Quote the Maddy Proud profile word for word from "Australian netball player and" to "Diamonds in 2022.".

DOCUMENT PASSAGE:
------------------------------------------------------------
Maddy Proud

Personal information
- Full name: Madeleine Proud
- Born: 4 December 1993 (age 32) Adelaide South Australia
- Height: 1.74 m (5 ft 9 in)
- School: Sacred Heart College
- University: University of South Australia Macquarie University

Netball career
- Playing positions: C, WA, WD
- Years: Club team / Apps
- 20xx–2011: Contax
- 2010–2012: → SASI
- 2011–2016: New South Wales Swifts
- 2012: → Southern Force
- 2013: → AIS
- 2017–: New South Wales Swifts
- 2017: → NSWIS
- Years: National team / Caps
- 2018–: Australia

Medal record
Representing Australia
Fast5 World Series
| Bronze medal – third place | 2018 Melbourne | Team |
Netball World Youth Cup
| Silver medal – second place | 2013 Glasgow | Team |

= Maddy Proud =

Australian netball player and author

Maddy Proud (born 4 December 1993), also known as Madeleine Proud, is an Australian netball player. Between 2011 and 2016, Proud played for Adelaide Thunderbirds in the ANZ Championship. Since 2017, she has played for New South Wales Swifts in Suncorp Super Netball. She captained the Swifts team that won the 2019 Suncorp Super Netball title. She has also represented Australia at under-21 and Fast5 level and debuted for the Diamonds in 2022.
------------------------------------------------------------
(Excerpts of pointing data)
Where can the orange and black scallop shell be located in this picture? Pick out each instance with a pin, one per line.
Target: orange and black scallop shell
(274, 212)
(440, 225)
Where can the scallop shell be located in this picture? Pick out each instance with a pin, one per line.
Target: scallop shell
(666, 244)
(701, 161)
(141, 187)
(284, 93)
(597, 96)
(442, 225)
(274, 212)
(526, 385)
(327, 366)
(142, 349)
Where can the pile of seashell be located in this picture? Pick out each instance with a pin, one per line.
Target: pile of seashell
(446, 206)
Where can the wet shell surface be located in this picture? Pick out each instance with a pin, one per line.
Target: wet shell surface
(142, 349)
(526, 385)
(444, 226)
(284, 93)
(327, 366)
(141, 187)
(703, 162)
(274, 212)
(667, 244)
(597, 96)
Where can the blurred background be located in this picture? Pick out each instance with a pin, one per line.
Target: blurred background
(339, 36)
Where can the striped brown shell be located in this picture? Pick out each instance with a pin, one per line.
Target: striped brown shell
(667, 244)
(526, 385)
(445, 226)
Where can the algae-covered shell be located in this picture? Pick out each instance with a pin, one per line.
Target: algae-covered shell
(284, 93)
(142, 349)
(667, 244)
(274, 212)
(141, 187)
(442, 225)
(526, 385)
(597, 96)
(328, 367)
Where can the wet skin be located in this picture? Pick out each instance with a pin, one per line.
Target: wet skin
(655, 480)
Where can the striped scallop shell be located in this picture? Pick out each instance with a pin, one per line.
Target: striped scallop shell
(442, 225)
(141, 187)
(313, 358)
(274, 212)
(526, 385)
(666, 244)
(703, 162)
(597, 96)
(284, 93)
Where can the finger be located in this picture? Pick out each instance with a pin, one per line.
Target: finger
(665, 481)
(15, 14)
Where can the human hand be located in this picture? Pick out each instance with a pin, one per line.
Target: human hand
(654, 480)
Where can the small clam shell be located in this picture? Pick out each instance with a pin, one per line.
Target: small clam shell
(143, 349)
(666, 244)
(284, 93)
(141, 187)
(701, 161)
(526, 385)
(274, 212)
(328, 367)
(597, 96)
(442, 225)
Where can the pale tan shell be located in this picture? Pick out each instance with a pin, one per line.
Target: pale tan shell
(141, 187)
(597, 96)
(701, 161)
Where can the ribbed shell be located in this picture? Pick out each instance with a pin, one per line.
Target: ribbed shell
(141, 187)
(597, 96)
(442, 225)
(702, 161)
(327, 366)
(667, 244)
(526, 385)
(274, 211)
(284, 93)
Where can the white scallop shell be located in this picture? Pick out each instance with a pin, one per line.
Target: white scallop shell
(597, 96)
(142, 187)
------------------------------------------------------------
RESULT:
Australian netball player and author

Maddy Proud (born 4 December 1993), also known as Madeleine Proud, is an Australian netball player. Between 2011 and 2016, Proud played for Adelaide Thunderbirds in the ANZ Championship. Since 2017, she has played for New South Wales Swifts in Suncorp Super Netball. She captained the Swifts team that won the 2019 Suncorp Super Netball title. She has also represented Australia at under-21 and Fast5 level and debuted for the Diamonds in 2022.